Dataset rows:
+---+

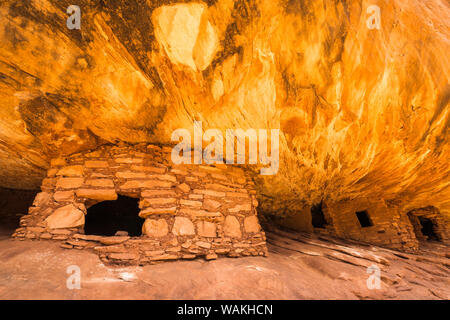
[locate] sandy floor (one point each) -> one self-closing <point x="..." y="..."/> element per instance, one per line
<point x="299" y="267"/>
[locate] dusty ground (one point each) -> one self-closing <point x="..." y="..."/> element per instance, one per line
<point x="300" y="266"/>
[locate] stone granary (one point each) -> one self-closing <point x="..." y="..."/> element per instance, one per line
<point x="363" y="115"/>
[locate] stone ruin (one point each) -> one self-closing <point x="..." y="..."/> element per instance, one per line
<point x="372" y="221"/>
<point x="184" y="211"/>
<point x="167" y="212"/>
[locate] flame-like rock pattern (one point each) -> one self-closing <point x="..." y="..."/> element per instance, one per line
<point x="362" y="113"/>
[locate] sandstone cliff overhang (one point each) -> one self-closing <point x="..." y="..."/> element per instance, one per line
<point x="363" y="113"/>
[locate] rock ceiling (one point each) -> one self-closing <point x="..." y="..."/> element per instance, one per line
<point x="362" y="112"/>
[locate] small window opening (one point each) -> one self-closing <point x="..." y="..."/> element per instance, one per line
<point x="364" y="219"/>
<point x="428" y="228"/>
<point x="109" y="218"/>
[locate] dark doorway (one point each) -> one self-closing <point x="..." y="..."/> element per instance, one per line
<point x="364" y="219"/>
<point x="317" y="216"/>
<point x="428" y="228"/>
<point x="108" y="217"/>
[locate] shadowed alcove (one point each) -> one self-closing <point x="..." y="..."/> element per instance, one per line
<point x="108" y="217"/>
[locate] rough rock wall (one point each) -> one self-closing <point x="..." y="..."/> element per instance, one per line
<point x="363" y="113"/>
<point x="189" y="211"/>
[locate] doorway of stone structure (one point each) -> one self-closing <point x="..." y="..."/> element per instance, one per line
<point x="428" y="228"/>
<point x="118" y="217"/>
<point x="317" y="216"/>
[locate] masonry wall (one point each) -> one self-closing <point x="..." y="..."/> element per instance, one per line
<point x="187" y="210"/>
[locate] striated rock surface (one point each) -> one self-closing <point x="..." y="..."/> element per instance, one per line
<point x="362" y="113"/>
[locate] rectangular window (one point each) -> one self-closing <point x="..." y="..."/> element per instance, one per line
<point x="364" y="219"/>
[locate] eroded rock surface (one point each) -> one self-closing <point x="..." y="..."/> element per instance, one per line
<point x="363" y="113"/>
<point x="299" y="266"/>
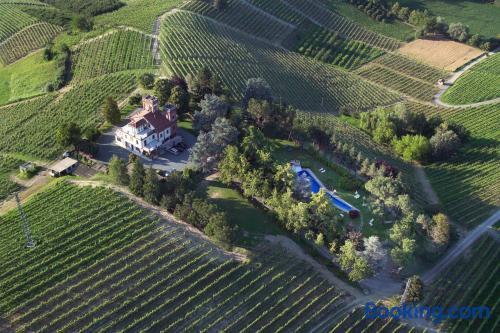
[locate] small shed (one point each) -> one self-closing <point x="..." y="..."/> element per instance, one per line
<point x="63" y="167"/>
<point x="27" y="167"/>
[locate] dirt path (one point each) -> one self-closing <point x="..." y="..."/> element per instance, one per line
<point x="432" y="198"/>
<point x="291" y="247"/>
<point x="459" y="248"/>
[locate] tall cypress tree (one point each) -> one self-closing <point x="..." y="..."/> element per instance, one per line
<point x="151" y="187"/>
<point x="137" y="178"/>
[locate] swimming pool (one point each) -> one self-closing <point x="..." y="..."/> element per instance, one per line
<point x="316" y="187"/>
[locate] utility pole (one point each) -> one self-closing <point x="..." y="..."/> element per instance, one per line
<point x="27" y="233"/>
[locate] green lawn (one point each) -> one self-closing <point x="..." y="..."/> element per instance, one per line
<point x="482" y="18"/>
<point x="285" y="151"/>
<point x="253" y="221"/>
<point x="397" y="30"/>
<point x="26" y="78"/>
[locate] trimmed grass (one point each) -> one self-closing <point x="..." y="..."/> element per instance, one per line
<point x="254" y="222"/>
<point x="285" y="151"/>
<point x="26" y="78"/>
<point x="482" y="18"/>
<point x="397" y="30"/>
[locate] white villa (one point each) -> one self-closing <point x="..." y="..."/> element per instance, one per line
<point x="149" y="129"/>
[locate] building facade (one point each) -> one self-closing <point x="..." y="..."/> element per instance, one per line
<point x="150" y="129"/>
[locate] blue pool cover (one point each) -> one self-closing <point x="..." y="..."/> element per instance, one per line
<point x="315" y="188"/>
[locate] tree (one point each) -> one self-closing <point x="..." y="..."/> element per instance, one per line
<point x="81" y="23"/>
<point x="207" y="151"/>
<point x="458" y="31"/>
<point x="147" y="80"/>
<point x="351" y="262"/>
<point x="117" y="170"/>
<point x="403" y="254"/>
<point x="412" y="147"/>
<point x="162" y="90"/>
<point x="151" y="187"/>
<point x="219" y="229"/>
<point x="110" y="111"/>
<point x="374" y="252"/>
<point x="440" y="230"/>
<point x="180" y="98"/>
<point x="444" y="143"/>
<point x="136" y="184"/>
<point x="258" y="89"/>
<point x="212" y="107"/>
<point x="415" y="290"/>
<point x="68" y="134"/>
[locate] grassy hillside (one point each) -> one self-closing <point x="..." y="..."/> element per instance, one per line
<point x="118" y="51"/>
<point x="397" y="30"/>
<point x="302" y="82"/>
<point x="117" y="267"/>
<point x="26" y="78"/>
<point x="139" y="14"/>
<point x="42" y="117"/>
<point x="480" y="83"/>
<point x="482" y="18"/>
<point x="468" y="184"/>
<point x="471" y="280"/>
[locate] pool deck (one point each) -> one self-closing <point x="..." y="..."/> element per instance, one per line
<point x="298" y="168"/>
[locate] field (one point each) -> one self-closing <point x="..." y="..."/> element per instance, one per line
<point x="404" y="75"/>
<point x="41" y="118"/>
<point x="138" y="14"/>
<point x="117" y="267"/>
<point x="356" y="321"/>
<point x="27" y="40"/>
<point x="444" y="54"/>
<point x="26" y="78"/>
<point x="480" y="83"/>
<point x="114" y="52"/>
<point x="467" y="184"/>
<point x="396" y="29"/>
<point x="327" y="46"/>
<point x="472" y="280"/>
<point x="7" y="165"/>
<point x="12" y="20"/>
<point x="300" y="81"/>
<point x="241" y="16"/>
<point x="481" y="17"/>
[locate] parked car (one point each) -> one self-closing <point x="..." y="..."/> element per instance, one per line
<point x="173" y="151"/>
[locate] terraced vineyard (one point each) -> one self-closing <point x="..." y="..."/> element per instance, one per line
<point x="404" y="75"/>
<point x="356" y="321"/>
<point x="480" y="83"/>
<point x="7" y="164"/>
<point x="115" y="267"/>
<point x="327" y="46"/>
<point x="118" y="51"/>
<point x="468" y="184"/>
<point x="473" y="280"/>
<point x="12" y="20"/>
<point x="27" y="40"/>
<point x="189" y="42"/>
<point x="321" y="15"/>
<point x="41" y="117"/>
<point x="239" y="15"/>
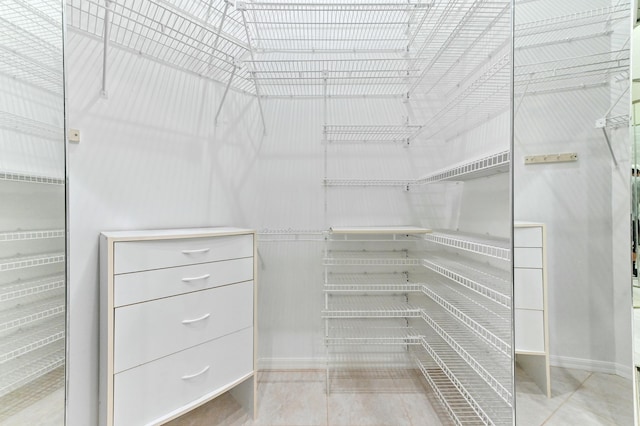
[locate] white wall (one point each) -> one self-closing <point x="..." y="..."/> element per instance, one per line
<point x="584" y="204"/>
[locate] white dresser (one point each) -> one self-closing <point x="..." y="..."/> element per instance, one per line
<point x="530" y="302"/>
<point x="177" y="322"/>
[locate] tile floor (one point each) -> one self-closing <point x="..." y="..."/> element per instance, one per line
<point x="289" y="398"/>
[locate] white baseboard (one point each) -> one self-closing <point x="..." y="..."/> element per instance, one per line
<point x="606" y="367"/>
<point x="292" y="364"/>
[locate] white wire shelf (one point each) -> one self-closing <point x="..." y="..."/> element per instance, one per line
<point x="183" y="35"/>
<point x="22" y="370"/>
<point x="491" y="247"/>
<point x="378" y="230"/>
<point x="28" y="314"/>
<point x="28" y="340"/>
<point x="31" y="235"/>
<point x="370" y="258"/>
<point x="475" y="390"/>
<point x="21" y="262"/>
<point x="31" y="127"/>
<point x="30" y="178"/>
<point x="488" y="281"/>
<point x="323" y="26"/>
<point x="358" y="283"/>
<point x="458" y="408"/>
<point x="486" y="96"/>
<point x="356" y="332"/>
<point x="289" y="235"/>
<point x="368" y="182"/>
<point x="570" y="73"/>
<point x="381" y="134"/>
<point x="489" y="322"/>
<point x="369" y="307"/>
<point x="563" y="28"/>
<point x="20" y="289"/>
<point x="493" y="367"/>
<point x="31" y="46"/>
<point x="486" y="166"/>
<point x="383" y="359"/>
<point x="617" y="121"/>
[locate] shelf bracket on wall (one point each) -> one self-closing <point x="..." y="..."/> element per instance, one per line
<point x="612" y="122"/>
<point x="224" y="96"/>
<point x="105" y="47"/>
<point x="241" y="7"/>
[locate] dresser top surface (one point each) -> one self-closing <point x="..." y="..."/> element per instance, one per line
<point x="153" y="234"/>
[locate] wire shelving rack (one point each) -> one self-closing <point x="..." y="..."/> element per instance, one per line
<point x="369" y="134"/>
<point x="488" y="281"/>
<point x="496" y="248"/>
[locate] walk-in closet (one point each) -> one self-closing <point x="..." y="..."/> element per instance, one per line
<point x="315" y="212"/>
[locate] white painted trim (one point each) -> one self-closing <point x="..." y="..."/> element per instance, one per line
<point x="595" y="366"/>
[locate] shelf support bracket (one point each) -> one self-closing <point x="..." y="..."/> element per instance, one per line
<point x="105" y="47"/>
<point x="613" y="155"/>
<point x="224" y="96"/>
<point x="242" y="8"/>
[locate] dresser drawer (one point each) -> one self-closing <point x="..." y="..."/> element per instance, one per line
<point x="147" y="331"/>
<point x="132" y="256"/>
<point x="149" y="393"/>
<point x="138" y="287"/>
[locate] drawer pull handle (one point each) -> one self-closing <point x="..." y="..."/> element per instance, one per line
<point x="195" y="251"/>
<point x="204" y="317"/>
<point x="191" y="376"/>
<point x="201" y="277"/>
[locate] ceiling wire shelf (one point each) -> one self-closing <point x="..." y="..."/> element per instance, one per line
<point x="27" y="288"/>
<point x="494" y="370"/>
<point x="488" y="281"/>
<point x="369" y="134"/>
<point x="474" y="389"/>
<point x="31" y="127"/>
<point x="31" y="339"/>
<point x="370" y="307"/>
<point x="485" y="166"/>
<point x="497" y="248"/>
<point x="370" y="258"/>
<point x="490" y="323"/>
<point x="31" y="235"/>
<point x="171" y="34"/>
<point x="30" y="178"/>
<point x="28" y="314"/>
<point x="570" y="73"/>
<point x="21" y="262"/>
<point x="22" y="370"/>
<point x="30" y="49"/>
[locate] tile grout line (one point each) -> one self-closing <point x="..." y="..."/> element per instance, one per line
<point x="566" y="399"/>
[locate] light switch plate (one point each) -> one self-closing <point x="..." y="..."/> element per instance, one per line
<point x="74" y="135"/>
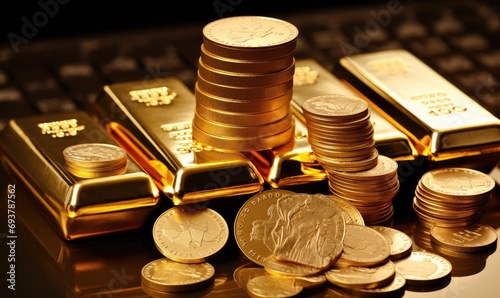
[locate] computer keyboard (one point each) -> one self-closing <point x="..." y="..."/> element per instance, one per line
<point x="459" y="39"/>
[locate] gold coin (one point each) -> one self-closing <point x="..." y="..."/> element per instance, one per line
<point x="244" y="93"/>
<point x="337" y="106"/>
<point x="241" y="106"/>
<point x="399" y="242"/>
<point x="239" y="79"/>
<point x="254" y="222"/>
<point x="243" y="274"/>
<point x="281" y="268"/>
<point x="364" y="246"/>
<point x="243" y="119"/>
<point x="395" y="289"/>
<point x="350" y="213"/>
<point x="250" y="37"/>
<point x="473" y="238"/>
<point x="170" y="276"/>
<point x="302" y="222"/>
<point x="362" y="277"/>
<point x="92" y="155"/>
<point x="457" y="182"/>
<point x="246" y="66"/>
<point x="190" y="235"/>
<point x="244" y="144"/>
<point x="271" y="286"/>
<point x="423" y="268"/>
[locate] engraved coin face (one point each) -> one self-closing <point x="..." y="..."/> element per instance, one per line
<point x="250" y="31"/>
<point x="473" y="238"/>
<point x="253" y="223"/>
<point x="362" y="277"/>
<point x="170" y="276"/>
<point x="364" y="246"/>
<point x="272" y="286"/>
<point x="400" y="244"/>
<point x="423" y="268"/>
<point x="94" y="153"/>
<point x="457" y="182"/>
<point x="190" y="235"/>
<point x="309" y="230"/>
<point x="335" y="105"/>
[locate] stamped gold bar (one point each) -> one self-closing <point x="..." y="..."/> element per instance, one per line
<point x="294" y="163"/>
<point x="448" y="123"/>
<point x="92" y="201"/>
<point x="157" y="133"/>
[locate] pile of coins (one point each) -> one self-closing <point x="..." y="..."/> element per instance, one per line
<point x="341" y="137"/>
<point x="448" y="204"/>
<point x="187" y="236"/>
<point x="297" y="241"/>
<point x="94" y="160"/>
<point x="244" y="84"/>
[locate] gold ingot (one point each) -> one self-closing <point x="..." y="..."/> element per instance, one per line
<point x="246" y="66"/>
<point x="242" y="119"/>
<point x="244" y="93"/>
<point x="245" y="80"/>
<point x="241" y="106"/>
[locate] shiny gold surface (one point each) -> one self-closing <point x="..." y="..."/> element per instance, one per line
<point x="159" y="138"/>
<point x="448" y="123"/>
<point x="78" y="207"/>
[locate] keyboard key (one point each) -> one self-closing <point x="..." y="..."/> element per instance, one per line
<point x="431" y="46"/>
<point x="454" y="63"/>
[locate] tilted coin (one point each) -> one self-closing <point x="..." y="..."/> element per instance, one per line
<point x="364" y="246"/>
<point x="362" y="277"/>
<point x="170" y="276"/>
<point x="399" y="242"/>
<point x="309" y="230"/>
<point x="457" y="182"/>
<point x="94" y="154"/>
<point x="423" y="268"/>
<point x="395" y="289"/>
<point x="335" y="105"/>
<point x="473" y="238"/>
<point x="272" y="286"/>
<point x="253" y="223"/>
<point x="190" y="235"/>
<point x="283" y="268"/>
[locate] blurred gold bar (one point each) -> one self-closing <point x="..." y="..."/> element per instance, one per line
<point x="448" y="123"/>
<point x="294" y="163"/>
<point x="152" y="120"/>
<point x="32" y="149"/>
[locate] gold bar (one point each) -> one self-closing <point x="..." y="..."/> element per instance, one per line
<point x="447" y="123"/>
<point x="32" y="149"/>
<point x="294" y="163"/>
<point x="152" y="121"/>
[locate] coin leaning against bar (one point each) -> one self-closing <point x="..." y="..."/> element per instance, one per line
<point x="190" y="235"/>
<point x="252" y="220"/>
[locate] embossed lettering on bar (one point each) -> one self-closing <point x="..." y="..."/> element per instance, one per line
<point x="294" y="163"/>
<point x="159" y="138"/>
<point x="448" y="123"/>
<point x="79" y="207"/>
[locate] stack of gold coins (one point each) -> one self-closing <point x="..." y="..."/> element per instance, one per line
<point x="371" y="191"/>
<point x="451" y="197"/>
<point x="340" y="132"/>
<point x="187" y="236"/>
<point x="93" y="160"/>
<point x="244" y="84"/>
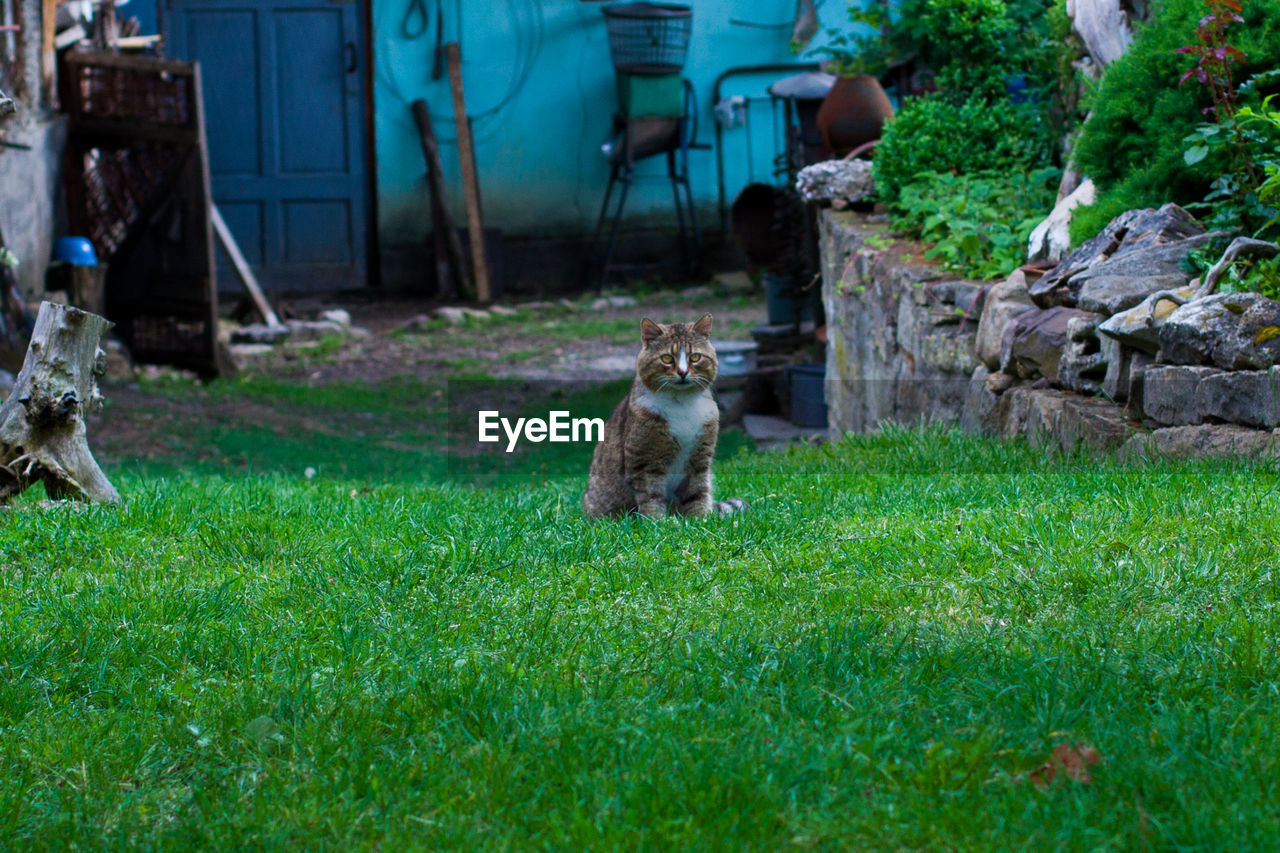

+---+

Filter the lines above and copy each one that contains the word "ceiling". Matching is case-sensitive.

→ COMPLETE RESPONSE
[locate] rock ceiling (one point each) -> one self-closing <point x="..." y="..."/> element per instance, one per line
[locate] ceiling wire shelf (one point each) -> one self-closing <point x="..." y="..."/> element per instance, one per line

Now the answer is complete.